**TEXTE FOURNI**:
Pour son cinquième film, Sofia Coppola s’est inspiré d’un fait divers passionnant. À la fin des années 2000, une bande de jeunes très propres sur eux et en apparence parfaitement innocents ont réussi à voler pour environ trois millions uniquement dans les villas des stars hollywoodiennes. Une histoire fascinante pour un sujet de film passionnant : on comprend aisément pourquoi la réalisatrice s’y est intéressée. The Bling Ring suit ainsi les pas de cinq lycéens qui commencent par entrer dans des maisons vides, pour voir, mais qui prennent vite goût à un mode de vie qui les fait rêver. Une escalade du vol dans un film qui s’éloigne du vide formel de Somewhere, le précédent de Sofia Coppola. Le sujet était si intéressant que le résultat déçoit un peu, mais The Bling Ring reste un long-métrage fascinant, à découvrir.

**DONNÉES FOURNIES**:
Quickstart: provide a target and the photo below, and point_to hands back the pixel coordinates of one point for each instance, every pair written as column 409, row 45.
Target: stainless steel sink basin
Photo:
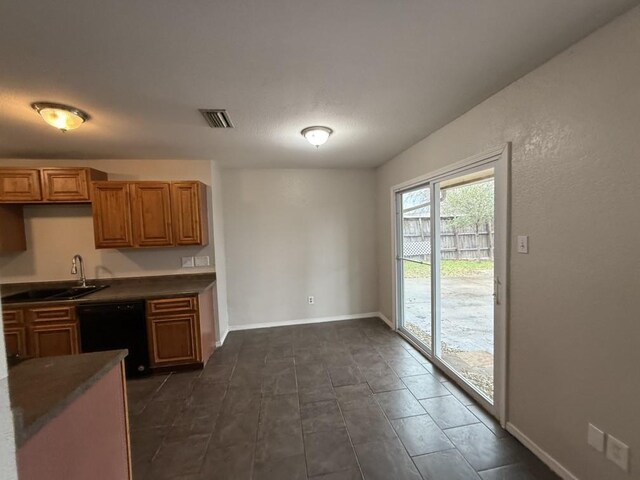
column 77, row 292
column 52, row 294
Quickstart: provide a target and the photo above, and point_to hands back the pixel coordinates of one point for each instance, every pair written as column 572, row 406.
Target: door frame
column 500, row 157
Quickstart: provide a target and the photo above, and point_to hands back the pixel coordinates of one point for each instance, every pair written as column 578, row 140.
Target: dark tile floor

**CONSIGNE ÉCRITE**: Dans la critique de film, relevez chaque groupe nominal qualifié par l’adjectif « passionnant » ou « fascinant », quel que soit son accord.

**RÉPONSE**:
- « fait divers passionnant »
- « histoire fascinante »
- « sujet de film passionnant »
- « long-métrage fascinant »